• **Task to carry out**
Everything from the line that contains "sample for one instance: <point>1302,822</point>, one" to the end of the data below is to be reproduced verbatim; leave all else out.

══ Entries supplied

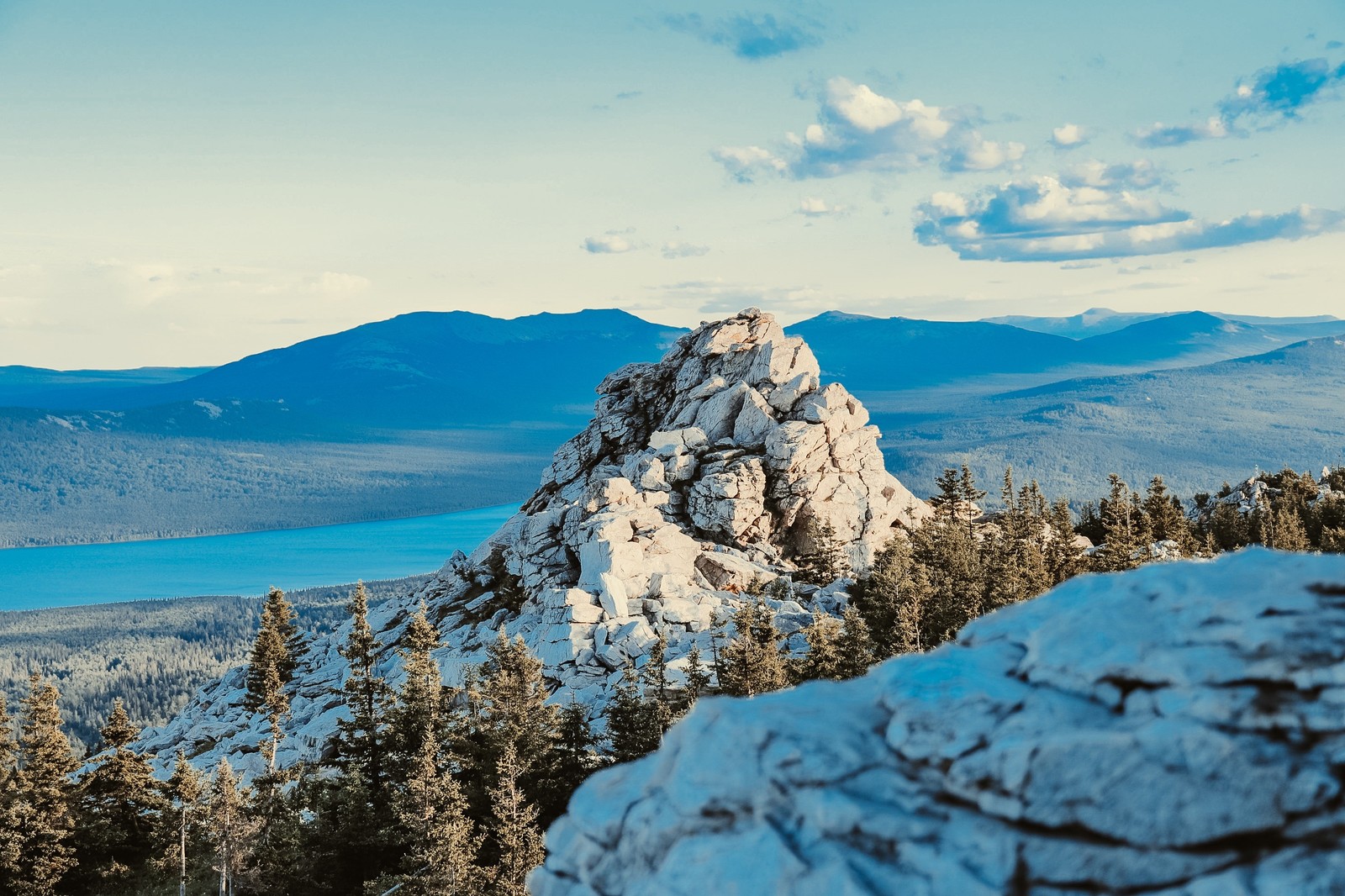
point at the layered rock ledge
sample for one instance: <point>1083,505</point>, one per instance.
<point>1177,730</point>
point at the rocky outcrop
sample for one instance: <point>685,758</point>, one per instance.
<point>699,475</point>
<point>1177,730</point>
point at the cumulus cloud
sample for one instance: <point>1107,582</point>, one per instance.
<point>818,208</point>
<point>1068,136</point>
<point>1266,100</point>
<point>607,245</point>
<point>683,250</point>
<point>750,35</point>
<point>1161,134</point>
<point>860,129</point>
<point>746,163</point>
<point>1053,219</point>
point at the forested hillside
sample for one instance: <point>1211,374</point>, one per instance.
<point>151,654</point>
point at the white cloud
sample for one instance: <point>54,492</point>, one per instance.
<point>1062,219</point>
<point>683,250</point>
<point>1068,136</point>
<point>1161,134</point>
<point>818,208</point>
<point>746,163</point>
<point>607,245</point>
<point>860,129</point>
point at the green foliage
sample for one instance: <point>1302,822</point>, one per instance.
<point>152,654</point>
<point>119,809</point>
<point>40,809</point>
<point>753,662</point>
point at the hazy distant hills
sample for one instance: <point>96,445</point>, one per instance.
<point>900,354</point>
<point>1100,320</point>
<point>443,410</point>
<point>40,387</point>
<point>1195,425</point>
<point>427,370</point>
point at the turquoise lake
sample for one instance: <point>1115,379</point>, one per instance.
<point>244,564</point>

════

• **Written response**
sample for one instance: <point>1302,822</point>, one per instance.
<point>152,654</point>
<point>119,809</point>
<point>40,809</point>
<point>753,662</point>
point at the hazy distant hills
sample for one instance: <point>96,445</point>, one per instance.
<point>900,354</point>
<point>1100,320</point>
<point>443,410</point>
<point>40,387</point>
<point>1195,425</point>
<point>427,370</point>
point at the turquoise lake
sample for one instance: <point>1115,379</point>, one per instance.
<point>244,564</point>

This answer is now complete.